"""

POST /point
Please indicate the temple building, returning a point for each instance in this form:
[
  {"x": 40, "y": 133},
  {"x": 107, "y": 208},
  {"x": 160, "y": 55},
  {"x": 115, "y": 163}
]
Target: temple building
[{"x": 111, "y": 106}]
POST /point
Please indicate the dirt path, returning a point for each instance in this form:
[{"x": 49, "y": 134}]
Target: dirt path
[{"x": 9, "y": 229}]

"""

Return every line of the material above without any changes.

**Solution to this exercise:**
POST /point
Please indicate the temple building, returning a point for each instance in this form:
[
  {"x": 40, "y": 133},
  {"x": 107, "y": 208},
  {"x": 160, "y": 55},
  {"x": 115, "y": 163}
]
Target: temple building
[{"x": 111, "y": 106}]
POST /point
Please indicate the dirt path, returning a point for each instance in this form:
[{"x": 49, "y": 134}]
Target: dirt path
[{"x": 9, "y": 229}]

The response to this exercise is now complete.